[Records excerpted from a collection]
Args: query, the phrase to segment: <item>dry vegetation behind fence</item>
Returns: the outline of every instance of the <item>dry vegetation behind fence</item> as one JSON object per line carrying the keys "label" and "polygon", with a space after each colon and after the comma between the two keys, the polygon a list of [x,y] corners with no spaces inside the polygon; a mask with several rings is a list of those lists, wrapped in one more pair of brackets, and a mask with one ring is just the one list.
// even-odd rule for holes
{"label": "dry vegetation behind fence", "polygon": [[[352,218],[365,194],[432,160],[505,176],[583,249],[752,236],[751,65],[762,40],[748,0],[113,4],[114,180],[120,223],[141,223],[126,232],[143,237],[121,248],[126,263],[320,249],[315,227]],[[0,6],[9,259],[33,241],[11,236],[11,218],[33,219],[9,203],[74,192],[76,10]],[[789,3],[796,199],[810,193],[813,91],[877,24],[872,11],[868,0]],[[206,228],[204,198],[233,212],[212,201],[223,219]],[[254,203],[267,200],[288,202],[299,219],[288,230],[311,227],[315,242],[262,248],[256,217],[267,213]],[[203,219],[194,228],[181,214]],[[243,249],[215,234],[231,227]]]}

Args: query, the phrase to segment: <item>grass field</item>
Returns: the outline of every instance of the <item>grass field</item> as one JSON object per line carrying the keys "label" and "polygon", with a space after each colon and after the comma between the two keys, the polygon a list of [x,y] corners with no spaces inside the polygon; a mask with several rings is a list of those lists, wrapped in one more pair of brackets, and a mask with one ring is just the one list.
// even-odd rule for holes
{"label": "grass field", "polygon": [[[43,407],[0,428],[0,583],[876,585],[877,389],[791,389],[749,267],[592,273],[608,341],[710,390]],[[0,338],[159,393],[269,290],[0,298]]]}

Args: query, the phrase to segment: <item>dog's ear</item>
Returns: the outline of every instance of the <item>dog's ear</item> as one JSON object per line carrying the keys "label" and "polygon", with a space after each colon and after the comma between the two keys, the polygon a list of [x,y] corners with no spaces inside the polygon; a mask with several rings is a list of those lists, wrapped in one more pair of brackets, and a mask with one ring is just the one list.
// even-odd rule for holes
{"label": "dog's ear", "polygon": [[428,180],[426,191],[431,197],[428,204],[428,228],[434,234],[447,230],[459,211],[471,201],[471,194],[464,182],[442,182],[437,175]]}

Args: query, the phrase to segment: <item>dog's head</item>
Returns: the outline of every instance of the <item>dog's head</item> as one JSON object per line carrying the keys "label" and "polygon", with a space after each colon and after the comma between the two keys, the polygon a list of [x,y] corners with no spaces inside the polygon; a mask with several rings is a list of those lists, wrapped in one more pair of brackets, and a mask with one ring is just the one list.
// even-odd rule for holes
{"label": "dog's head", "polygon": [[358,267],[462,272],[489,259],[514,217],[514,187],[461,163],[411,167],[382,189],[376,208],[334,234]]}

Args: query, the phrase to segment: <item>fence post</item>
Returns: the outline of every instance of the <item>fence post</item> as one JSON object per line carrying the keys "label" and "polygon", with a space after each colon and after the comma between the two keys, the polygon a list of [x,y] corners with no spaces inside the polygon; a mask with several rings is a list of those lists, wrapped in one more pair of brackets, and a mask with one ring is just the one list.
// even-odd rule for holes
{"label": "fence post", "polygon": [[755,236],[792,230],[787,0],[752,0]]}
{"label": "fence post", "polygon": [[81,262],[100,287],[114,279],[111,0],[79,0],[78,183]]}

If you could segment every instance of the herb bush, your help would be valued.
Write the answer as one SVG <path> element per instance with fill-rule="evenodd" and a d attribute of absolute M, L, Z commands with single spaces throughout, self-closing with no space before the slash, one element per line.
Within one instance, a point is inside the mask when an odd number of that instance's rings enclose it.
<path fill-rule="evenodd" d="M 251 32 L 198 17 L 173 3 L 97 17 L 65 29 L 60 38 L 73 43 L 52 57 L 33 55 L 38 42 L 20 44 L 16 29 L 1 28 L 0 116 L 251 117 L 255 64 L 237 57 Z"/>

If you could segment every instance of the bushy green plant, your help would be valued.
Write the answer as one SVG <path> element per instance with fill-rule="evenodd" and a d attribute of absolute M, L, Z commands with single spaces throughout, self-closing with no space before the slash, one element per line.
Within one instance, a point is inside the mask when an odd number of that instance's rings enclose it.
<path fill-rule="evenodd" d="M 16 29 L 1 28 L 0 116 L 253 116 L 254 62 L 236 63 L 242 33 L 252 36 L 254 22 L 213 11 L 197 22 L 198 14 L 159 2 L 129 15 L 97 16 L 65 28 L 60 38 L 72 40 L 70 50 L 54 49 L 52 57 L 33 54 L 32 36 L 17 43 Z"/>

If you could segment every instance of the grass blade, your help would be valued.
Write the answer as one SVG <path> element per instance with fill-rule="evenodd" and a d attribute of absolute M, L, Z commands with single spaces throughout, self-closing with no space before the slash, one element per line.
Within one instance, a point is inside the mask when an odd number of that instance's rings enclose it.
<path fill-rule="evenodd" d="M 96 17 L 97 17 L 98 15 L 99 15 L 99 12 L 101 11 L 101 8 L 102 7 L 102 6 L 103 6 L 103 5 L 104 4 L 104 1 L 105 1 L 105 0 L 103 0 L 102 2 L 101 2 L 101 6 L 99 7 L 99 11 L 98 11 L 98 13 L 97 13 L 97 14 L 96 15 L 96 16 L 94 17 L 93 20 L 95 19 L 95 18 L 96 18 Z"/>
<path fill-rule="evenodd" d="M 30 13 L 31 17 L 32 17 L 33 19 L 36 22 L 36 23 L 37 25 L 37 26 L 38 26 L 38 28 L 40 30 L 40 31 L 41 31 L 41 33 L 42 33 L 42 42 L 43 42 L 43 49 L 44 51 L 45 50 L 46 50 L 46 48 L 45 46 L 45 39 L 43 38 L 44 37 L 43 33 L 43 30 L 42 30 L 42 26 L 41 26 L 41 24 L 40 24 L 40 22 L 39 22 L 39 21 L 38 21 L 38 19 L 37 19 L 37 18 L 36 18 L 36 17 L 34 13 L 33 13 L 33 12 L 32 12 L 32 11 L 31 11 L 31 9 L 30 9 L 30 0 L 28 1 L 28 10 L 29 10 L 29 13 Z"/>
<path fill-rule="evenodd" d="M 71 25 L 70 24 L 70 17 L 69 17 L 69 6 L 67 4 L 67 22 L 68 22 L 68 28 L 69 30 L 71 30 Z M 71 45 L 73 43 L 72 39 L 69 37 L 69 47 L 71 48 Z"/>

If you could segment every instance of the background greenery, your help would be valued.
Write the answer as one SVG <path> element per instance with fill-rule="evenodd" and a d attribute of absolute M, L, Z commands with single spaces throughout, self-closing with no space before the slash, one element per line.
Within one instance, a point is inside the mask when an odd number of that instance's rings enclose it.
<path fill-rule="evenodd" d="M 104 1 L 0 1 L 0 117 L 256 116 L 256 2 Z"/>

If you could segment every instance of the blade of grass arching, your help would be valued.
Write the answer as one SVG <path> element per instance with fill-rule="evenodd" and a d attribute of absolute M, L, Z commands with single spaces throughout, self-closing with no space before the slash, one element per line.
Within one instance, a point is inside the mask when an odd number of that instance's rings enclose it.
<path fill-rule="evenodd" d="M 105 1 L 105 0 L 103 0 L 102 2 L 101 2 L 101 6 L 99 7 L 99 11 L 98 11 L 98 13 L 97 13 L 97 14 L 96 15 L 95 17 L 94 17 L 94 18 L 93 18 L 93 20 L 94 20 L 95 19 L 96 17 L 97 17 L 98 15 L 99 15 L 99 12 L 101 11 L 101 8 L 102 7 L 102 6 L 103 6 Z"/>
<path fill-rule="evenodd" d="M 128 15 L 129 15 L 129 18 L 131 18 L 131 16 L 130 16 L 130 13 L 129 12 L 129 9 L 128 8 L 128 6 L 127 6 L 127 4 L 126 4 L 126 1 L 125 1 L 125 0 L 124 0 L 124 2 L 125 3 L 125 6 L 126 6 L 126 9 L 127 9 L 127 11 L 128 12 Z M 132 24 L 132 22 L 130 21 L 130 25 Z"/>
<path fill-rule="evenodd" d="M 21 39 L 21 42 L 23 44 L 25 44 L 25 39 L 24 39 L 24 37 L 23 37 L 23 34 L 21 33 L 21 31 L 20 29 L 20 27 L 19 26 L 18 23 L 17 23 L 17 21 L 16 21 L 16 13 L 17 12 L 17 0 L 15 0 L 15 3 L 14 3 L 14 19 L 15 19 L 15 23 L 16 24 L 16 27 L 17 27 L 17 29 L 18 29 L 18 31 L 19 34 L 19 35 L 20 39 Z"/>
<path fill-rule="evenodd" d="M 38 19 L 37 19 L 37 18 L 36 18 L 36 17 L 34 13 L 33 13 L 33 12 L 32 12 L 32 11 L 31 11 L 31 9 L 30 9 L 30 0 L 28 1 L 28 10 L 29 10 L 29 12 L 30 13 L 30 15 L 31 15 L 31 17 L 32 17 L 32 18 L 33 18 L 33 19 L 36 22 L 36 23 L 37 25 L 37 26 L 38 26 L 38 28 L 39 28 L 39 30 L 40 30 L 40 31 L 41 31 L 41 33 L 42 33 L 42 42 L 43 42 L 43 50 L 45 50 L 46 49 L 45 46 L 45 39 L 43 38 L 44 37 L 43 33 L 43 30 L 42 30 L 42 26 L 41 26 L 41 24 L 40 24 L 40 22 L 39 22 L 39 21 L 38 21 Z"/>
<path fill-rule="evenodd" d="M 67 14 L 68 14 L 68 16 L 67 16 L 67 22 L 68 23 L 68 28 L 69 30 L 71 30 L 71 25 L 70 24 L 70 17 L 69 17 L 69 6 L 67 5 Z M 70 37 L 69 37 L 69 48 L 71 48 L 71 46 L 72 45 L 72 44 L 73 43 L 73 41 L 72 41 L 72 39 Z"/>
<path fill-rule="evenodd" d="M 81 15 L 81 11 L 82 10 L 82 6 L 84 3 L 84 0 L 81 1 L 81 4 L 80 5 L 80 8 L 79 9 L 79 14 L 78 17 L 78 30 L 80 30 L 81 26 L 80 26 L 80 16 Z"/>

- [WHAT NEEDS TO BE DONE] Pull out each line of the listing that contains the word "blade".

- [RESPONSE TO THIS EXERCISE]
If you could segment every instance of the grass blade, your help would be valued.
If you could segment every instance of the blade of grass arching, your help would be valued.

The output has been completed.